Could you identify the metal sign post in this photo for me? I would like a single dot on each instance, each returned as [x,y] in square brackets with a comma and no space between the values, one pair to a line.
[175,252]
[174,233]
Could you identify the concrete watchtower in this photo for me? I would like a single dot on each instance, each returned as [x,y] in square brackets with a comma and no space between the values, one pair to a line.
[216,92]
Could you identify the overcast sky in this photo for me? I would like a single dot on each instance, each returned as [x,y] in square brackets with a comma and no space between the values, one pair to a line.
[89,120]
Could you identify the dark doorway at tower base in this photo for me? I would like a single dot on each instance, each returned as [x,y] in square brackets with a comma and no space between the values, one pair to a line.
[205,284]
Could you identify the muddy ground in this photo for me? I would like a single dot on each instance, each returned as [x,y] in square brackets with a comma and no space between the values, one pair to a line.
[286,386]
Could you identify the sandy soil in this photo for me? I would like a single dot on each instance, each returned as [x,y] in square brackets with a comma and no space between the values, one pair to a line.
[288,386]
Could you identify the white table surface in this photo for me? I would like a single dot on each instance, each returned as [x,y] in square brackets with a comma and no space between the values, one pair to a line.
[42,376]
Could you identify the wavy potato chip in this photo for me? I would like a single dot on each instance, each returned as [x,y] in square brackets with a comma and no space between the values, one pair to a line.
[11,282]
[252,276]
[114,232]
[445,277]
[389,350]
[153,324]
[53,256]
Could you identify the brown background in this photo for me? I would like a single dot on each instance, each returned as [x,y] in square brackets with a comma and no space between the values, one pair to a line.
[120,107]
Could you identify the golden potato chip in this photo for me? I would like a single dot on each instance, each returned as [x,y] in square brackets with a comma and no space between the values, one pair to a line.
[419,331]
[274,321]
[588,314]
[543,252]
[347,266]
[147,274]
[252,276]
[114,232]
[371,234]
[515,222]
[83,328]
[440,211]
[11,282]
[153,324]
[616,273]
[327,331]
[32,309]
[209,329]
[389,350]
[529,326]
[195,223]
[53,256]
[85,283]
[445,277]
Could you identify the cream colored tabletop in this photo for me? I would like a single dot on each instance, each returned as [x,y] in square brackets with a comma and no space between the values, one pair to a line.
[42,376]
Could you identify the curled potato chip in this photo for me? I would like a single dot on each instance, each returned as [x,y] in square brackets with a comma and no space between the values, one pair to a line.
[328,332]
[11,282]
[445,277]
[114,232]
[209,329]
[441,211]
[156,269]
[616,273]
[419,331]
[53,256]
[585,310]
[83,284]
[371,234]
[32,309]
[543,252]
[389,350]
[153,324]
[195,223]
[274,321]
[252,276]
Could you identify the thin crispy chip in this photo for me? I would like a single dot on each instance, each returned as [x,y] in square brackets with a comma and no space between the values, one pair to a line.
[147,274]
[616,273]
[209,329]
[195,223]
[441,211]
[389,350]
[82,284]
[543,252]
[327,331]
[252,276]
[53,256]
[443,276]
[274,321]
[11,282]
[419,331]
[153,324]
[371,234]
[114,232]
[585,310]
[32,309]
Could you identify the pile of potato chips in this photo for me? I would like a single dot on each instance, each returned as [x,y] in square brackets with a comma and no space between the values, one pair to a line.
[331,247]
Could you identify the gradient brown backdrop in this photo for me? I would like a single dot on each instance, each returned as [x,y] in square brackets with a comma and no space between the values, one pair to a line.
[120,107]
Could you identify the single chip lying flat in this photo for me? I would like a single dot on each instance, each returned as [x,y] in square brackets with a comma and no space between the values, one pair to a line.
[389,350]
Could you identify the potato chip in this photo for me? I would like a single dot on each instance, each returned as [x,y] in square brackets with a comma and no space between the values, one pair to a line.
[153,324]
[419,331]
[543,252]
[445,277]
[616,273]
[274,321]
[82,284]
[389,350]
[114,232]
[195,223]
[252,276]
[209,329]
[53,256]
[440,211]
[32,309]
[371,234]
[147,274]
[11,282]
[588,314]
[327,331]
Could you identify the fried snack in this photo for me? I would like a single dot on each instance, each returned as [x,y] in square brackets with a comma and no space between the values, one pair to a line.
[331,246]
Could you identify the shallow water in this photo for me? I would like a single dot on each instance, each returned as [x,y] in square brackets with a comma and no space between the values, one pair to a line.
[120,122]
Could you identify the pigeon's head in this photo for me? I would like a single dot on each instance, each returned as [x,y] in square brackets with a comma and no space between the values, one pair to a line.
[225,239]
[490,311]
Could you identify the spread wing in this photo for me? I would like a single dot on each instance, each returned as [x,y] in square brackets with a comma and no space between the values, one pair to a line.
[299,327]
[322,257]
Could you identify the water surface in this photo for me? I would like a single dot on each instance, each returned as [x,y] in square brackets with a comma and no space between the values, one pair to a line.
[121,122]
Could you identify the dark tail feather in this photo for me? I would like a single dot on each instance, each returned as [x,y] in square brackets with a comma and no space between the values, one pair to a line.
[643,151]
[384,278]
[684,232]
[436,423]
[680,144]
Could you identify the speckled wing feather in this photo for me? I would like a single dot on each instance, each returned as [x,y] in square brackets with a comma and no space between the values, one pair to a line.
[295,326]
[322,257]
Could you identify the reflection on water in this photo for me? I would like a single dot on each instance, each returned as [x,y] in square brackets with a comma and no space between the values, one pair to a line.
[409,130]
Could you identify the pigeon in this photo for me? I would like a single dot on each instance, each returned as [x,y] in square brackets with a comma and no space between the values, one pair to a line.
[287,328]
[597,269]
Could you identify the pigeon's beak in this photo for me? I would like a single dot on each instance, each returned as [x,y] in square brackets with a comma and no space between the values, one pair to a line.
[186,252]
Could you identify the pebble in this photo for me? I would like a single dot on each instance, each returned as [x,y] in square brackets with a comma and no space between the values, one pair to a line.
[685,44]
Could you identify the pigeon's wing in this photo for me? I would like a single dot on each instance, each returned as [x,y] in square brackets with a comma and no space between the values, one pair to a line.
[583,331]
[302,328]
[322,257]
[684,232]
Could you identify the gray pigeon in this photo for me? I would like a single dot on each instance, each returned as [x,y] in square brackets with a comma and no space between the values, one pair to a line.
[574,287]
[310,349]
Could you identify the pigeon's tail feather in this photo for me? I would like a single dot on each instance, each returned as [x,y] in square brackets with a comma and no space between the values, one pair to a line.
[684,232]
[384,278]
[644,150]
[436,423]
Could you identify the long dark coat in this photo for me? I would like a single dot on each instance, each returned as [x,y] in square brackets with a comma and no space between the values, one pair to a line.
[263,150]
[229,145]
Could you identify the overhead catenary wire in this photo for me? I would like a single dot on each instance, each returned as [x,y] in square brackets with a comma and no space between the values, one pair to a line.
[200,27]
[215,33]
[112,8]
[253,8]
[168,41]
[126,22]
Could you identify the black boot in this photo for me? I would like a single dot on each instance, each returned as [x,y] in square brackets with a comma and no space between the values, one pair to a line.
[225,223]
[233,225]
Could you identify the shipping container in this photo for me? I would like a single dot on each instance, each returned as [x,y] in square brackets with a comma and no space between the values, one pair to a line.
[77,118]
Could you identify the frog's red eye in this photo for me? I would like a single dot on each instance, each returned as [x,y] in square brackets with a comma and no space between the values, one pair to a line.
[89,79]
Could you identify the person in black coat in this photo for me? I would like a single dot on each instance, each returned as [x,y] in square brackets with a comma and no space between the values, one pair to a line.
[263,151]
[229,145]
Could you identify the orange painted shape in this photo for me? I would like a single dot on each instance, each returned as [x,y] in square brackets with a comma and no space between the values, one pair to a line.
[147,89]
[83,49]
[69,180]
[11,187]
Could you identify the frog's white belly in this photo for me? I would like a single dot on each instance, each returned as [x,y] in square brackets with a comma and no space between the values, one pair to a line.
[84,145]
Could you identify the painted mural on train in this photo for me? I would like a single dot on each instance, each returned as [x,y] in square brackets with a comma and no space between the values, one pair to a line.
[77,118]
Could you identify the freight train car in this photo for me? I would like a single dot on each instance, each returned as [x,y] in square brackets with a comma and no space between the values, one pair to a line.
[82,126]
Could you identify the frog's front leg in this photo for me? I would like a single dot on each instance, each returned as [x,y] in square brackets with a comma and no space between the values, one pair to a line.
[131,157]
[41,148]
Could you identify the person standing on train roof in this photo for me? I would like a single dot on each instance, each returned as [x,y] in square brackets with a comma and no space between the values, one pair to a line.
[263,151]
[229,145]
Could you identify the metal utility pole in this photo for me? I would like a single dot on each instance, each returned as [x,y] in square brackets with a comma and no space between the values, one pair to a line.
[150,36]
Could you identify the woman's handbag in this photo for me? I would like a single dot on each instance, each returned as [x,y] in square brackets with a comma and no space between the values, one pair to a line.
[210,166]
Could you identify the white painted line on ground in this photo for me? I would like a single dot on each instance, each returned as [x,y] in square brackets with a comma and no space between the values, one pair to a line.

--------

Repeat the data above starting at the line with "Could you identify the painted" and ending at its last line, exactly, with no other lines.

▶ [RESULT BELOW]:
Could you identify the painted mural on train in this photo for me? I would like a single dot on each instance, each returned as [x,y] in square brackets with a comma and no space between the values, one pair to a line.
[77,118]
Could you identify the freight train car in this photo for me? I would like a single dot on each instance, each returned as [x,y] in square brackets with a comma and no space between the values, one pair to a line.
[82,126]
Could you identify the frog's front leg in this photo for me? I would like a single dot on each instance, each returned as [x,y] in square brackets with a comma and no space between the values, one pair to a line.
[131,157]
[41,148]
Could you identify the person standing on train roof in this photo for me? I would like a single dot on each instance, each returned as [x,y] in square brackets with a comma and no space between the values, one pair to a line.
[263,151]
[229,145]
Could you identify the metal utility pole in this photo for me? I would like a single dot on each instance, each returned as [x,y] in square brackets with a comma and no space between the values, one pair to a line.
[150,36]
Could you identify the woman's handbag in this photo for me? I would like a single dot on each instance, each returned as [x,y] in square brackets with a comma and no space between the values, one pair to a line.
[210,166]
Could you identify the white painted line on ground in this photo for me? I would like a single dot on each instance, each returned as [x,y] in square brackets with a comma and no space between the values, one pair to a line.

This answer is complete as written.